↓

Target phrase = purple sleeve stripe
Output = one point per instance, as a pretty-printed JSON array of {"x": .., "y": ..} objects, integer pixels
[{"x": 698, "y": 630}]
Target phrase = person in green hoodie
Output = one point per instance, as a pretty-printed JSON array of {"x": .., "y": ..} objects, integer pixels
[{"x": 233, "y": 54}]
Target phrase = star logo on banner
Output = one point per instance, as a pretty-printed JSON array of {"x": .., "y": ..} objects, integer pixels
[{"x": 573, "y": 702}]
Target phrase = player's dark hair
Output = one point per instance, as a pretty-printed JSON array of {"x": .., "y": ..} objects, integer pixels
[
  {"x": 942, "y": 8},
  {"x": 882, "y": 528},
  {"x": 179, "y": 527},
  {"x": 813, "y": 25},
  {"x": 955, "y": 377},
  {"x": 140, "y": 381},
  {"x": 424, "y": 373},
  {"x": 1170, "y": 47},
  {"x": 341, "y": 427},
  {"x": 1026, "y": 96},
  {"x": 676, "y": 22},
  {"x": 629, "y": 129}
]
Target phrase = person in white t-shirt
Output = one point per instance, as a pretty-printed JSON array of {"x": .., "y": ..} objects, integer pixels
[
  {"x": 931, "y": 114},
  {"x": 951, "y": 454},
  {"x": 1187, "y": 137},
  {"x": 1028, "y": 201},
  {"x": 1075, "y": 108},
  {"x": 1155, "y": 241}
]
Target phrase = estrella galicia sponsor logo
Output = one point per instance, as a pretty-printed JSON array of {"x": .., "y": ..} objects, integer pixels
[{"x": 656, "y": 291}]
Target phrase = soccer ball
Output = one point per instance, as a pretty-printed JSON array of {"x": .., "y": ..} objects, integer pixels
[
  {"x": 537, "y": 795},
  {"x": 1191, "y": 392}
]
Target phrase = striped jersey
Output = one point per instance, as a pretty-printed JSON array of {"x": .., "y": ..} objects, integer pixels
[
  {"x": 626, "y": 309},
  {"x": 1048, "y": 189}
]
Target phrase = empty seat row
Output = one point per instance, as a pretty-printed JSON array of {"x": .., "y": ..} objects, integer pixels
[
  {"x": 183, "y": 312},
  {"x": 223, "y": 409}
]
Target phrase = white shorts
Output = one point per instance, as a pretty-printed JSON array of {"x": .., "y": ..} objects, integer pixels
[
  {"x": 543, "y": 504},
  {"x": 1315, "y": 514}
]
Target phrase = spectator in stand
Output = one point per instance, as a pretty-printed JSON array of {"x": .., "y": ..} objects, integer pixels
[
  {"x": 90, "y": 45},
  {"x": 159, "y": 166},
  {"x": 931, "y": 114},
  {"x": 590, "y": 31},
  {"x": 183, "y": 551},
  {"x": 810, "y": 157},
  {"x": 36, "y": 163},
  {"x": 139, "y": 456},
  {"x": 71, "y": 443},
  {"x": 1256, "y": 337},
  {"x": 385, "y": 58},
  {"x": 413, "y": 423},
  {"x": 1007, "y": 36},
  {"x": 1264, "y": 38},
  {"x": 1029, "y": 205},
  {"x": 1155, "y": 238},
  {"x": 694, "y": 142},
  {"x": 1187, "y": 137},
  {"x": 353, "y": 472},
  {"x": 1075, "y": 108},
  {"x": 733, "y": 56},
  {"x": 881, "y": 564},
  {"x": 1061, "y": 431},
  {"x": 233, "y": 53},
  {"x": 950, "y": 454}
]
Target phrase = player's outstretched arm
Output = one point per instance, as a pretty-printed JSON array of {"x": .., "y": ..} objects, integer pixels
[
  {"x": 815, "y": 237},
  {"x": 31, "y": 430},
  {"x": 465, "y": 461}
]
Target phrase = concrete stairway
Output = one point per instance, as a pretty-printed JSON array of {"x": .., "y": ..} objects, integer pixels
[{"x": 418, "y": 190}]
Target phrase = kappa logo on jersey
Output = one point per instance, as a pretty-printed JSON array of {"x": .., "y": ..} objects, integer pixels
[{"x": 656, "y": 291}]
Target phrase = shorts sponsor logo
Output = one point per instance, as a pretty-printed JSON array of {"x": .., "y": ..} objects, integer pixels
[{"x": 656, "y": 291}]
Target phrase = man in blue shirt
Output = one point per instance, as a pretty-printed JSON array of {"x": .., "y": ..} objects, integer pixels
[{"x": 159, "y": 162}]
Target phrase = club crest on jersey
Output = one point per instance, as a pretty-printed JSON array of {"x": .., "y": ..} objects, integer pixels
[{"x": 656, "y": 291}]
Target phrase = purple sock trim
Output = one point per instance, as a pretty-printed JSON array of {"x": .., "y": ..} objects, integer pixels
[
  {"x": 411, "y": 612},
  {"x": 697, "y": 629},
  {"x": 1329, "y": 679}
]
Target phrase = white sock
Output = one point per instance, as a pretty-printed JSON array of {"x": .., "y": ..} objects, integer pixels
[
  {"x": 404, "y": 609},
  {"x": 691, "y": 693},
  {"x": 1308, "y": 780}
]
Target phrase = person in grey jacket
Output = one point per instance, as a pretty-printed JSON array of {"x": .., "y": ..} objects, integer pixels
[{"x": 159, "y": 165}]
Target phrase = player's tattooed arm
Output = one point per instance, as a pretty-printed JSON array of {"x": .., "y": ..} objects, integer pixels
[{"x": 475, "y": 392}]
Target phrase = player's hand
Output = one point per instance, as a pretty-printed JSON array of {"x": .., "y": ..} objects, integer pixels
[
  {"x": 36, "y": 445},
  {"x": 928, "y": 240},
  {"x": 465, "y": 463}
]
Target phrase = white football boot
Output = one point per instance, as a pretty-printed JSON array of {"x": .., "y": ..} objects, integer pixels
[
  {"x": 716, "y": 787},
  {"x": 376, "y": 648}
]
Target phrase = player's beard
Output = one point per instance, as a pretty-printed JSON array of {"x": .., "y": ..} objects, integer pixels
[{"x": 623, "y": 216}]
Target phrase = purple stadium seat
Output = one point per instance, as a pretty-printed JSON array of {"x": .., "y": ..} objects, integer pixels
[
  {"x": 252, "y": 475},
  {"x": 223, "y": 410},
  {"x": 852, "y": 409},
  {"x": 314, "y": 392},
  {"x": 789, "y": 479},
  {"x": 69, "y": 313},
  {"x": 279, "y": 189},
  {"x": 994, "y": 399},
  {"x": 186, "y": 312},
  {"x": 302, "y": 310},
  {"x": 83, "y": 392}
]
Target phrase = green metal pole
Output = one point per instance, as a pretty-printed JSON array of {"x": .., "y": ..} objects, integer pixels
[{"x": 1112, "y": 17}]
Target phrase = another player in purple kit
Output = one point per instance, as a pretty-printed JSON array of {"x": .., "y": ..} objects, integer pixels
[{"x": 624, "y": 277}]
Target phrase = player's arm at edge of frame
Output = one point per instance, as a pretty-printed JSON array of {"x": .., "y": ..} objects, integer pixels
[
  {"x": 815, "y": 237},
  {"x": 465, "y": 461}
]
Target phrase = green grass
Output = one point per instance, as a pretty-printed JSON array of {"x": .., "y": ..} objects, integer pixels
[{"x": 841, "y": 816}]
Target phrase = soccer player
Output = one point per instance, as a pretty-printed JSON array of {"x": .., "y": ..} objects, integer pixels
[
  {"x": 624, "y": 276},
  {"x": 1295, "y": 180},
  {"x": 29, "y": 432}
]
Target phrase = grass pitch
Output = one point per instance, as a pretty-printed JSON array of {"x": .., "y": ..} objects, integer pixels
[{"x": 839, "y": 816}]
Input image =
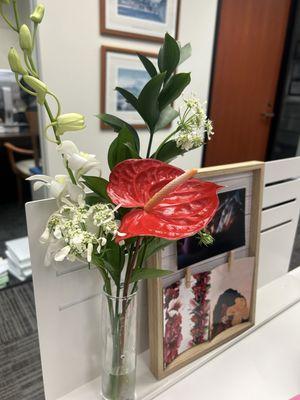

↑

▶ [REQUIRED ACTION]:
Without including any picture, set down the listing above exactly as it appears.

▶ [ANSWER TO THE PROBLEM]:
Target phrase = purple sleeve stripe
Output = one point per instance, as a pretty-printed JSON array of {"x": .., "y": ..} objects, integer pixels
[{"x": 698, "y": 630}]
Target phrase = person in green hoodie
Output = one point per instance, as a pretty-printed JSON array of {"x": .., "y": ..} objects, integer pixels
[{"x": 233, "y": 54}]
Target phrase = star logo on banner
Output = one point per instance, as a pretty-printed JSON array of {"x": .., "y": ..} objects, integer pixels
[{"x": 573, "y": 702}]
Target phrase = player's dark hair
Output = one point per instance, as a pretty-printed JSON array of {"x": .., "y": ..} objects, integer pixels
[
  {"x": 942, "y": 8},
  {"x": 882, "y": 528},
  {"x": 179, "y": 527},
  {"x": 813, "y": 25},
  {"x": 955, "y": 377},
  {"x": 140, "y": 381},
  {"x": 424, "y": 373},
  {"x": 1170, "y": 47},
  {"x": 341, "y": 427},
  {"x": 1026, "y": 96},
  {"x": 676, "y": 22},
  {"x": 629, "y": 129}
]
Target phrase = person in white t-shirt
Output = one point per instance, as a pretty-printed JSON array of {"x": .., "y": ..} objects, integer pixels
[
  {"x": 931, "y": 114},
  {"x": 951, "y": 454},
  {"x": 1187, "y": 137},
  {"x": 1028, "y": 201},
  {"x": 1075, "y": 108},
  {"x": 1155, "y": 241}
]
Target phrase = estrella galicia sponsor logo
Output = one point per instance, as a pretty-printed JSON array of {"x": .., "y": ..} objects, integer pixels
[{"x": 656, "y": 291}]
Target phrase = soccer ball
Output = one point per instance, as a pretty-printed JSON array of {"x": .., "y": ..} objects, integer pixels
[
  {"x": 537, "y": 795},
  {"x": 1191, "y": 392}
]
Target phrase = striped jersey
Output = one point per instance, as a pretty-printed JSON array of {"x": .., "y": ..} objects, integer pixels
[
  {"x": 626, "y": 309},
  {"x": 1048, "y": 189}
]
Target phrase = empty seat row
Output = one point per instance, as a pretty-printed JSON array of {"x": .., "y": ..} objects, integer pixels
[
  {"x": 183, "y": 312},
  {"x": 223, "y": 409}
]
Target phrase = white shorts
Output = one point per instance, as a pretty-printed JSON array of {"x": .., "y": ..} objects, integer pixels
[
  {"x": 543, "y": 504},
  {"x": 1315, "y": 514}
]
Target phrase = spectator in stand
Output = one point per instance, as a pretty-printed JSON array of {"x": .., "y": ..} objects, integer pixels
[
  {"x": 90, "y": 45},
  {"x": 159, "y": 166},
  {"x": 931, "y": 114},
  {"x": 590, "y": 31},
  {"x": 183, "y": 551},
  {"x": 810, "y": 157},
  {"x": 36, "y": 163},
  {"x": 139, "y": 456},
  {"x": 71, "y": 443},
  {"x": 1256, "y": 337},
  {"x": 385, "y": 58},
  {"x": 413, "y": 423},
  {"x": 1007, "y": 36},
  {"x": 1264, "y": 38},
  {"x": 1029, "y": 205},
  {"x": 1155, "y": 238},
  {"x": 694, "y": 142},
  {"x": 1187, "y": 137},
  {"x": 353, "y": 472},
  {"x": 1075, "y": 108},
  {"x": 733, "y": 56},
  {"x": 881, "y": 564},
  {"x": 1061, "y": 431},
  {"x": 233, "y": 53},
  {"x": 950, "y": 454}
]
Target phrase = player's outstretched arm
Output = one point per instance, as a pretty-printed JSON array of {"x": .., "y": ..} objects, integer pixels
[
  {"x": 815, "y": 237},
  {"x": 31, "y": 430},
  {"x": 465, "y": 461}
]
Target phrase = concrete stairway
Output = one point per instance, as a pretty-printed JSON array of {"x": .., "y": ..} objects, integer pixels
[{"x": 418, "y": 190}]
Target phrase = kappa logo on jersey
Output = one point per instance, as a pretty-printed JSON array of {"x": .., "y": ..} objects, integer pixels
[{"x": 656, "y": 291}]
Target phrase = shorts sponsor logo
Output = one point per instance, as a pretty-printed JSON array of {"x": .., "y": ..} objects, integer pixels
[{"x": 656, "y": 291}]
Target phrase = man in blue shirt
Output = one point per instance, as a pretty-printed JSON array of {"x": .., "y": ..} objects, integer pixels
[{"x": 159, "y": 162}]
Target phrase = club crest on jersey
Output = one point per instance, as a pretty-printed JSON array of {"x": .., "y": ..} objects, integer pixels
[{"x": 656, "y": 291}]
Target phrase = purple sock trim
Output = one point per instance, as a pretty-printed JSON array of {"x": .., "y": ..} objects, integer pixels
[
  {"x": 411, "y": 612},
  {"x": 697, "y": 629},
  {"x": 1329, "y": 679}
]
Target phrase = white sock
Output = one point per instance, as a pretty-printed JSON array of {"x": .., "y": ..} objects, integer pixels
[
  {"x": 404, "y": 609},
  {"x": 691, "y": 693},
  {"x": 1308, "y": 780}
]
Target phrase = person in grey jacket
Output = one point per instance, as a pretty-printed JSON array of {"x": .., "y": ..} objects, integer pixels
[{"x": 159, "y": 165}]
Target phrase = player's tattooed arm
Output = one point per instance, as a pretty-printed JSON array of {"x": .., "y": ..} objects, integer pixels
[{"x": 475, "y": 392}]
Target phrase = player's hand
Output = one point per instance, as a pretty-printed JSON array of {"x": .., "y": ..} objects, integer pixels
[
  {"x": 36, "y": 445},
  {"x": 928, "y": 240},
  {"x": 465, "y": 463}
]
Target phrase = white football boot
Output = one point per instance, as a pretty-printed JSON array of {"x": .., "y": ..} objects, integer pixels
[
  {"x": 716, "y": 787},
  {"x": 376, "y": 648}
]
Target phrase = player's beard
Output = one point per instance, as a pretty-printed JSON array of {"x": .., "y": ..} objects, integer pixels
[{"x": 623, "y": 216}]
Target phrase = purple stadium seat
Output = one point per instance, as a pretty-printed JSON array of {"x": .., "y": ..} objects, integer pixels
[
  {"x": 252, "y": 475},
  {"x": 223, "y": 410},
  {"x": 852, "y": 409},
  {"x": 314, "y": 392},
  {"x": 789, "y": 479},
  {"x": 69, "y": 313},
  {"x": 279, "y": 189},
  {"x": 994, "y": 399},
  {"x": 186, "y": 312},
  {"x": 302, "y": 310},
  {"x": 83, "y": 392}
]
Target phrase = green metal pole
Output = one point per instance, as a pretty-printed JSON array of {"x": .., "y": ..} objects, integer pixels
[{"x": 1112, "y": 17}]
Target phrase = another player in purple kit
Output = one point per instance, as a pretty-printed JSON array of {"x": .., "y": ..} objects, integer pixels
[{"x": 624, "y": 277}]
Target phrase = player's arm at edge of frame
Output = one point per instance, as a pretty-printed JSON array of {"x": .., "y": ..} objects, integer pixels
[
  {"x": 815, "y": 237},
  {"x": 465, "y": 461}
]
Target phrase = green grass
Output = one point per instance, as a pretty-printed JSON array of {"x": .., "y": ..} objects, integer pixels
[{"x": 841, "y": 816}]
Target phrase = soccer player
Output = one point per instance, as a pretty-printed JSON array of {"x": .., "y": ..} objects, integer pixels
[
  {"x": 624, "y": 276},
  {"x": 1295, "y": 180},
  {"x": 29, "y": 432}
]
Target phrase = grass pitch
Output = one point per instance, as a pretty-printed JSON array of {"x": .., "y": ..} objects, integer pixels
[{"x": 839, "y": 816}]
Input image =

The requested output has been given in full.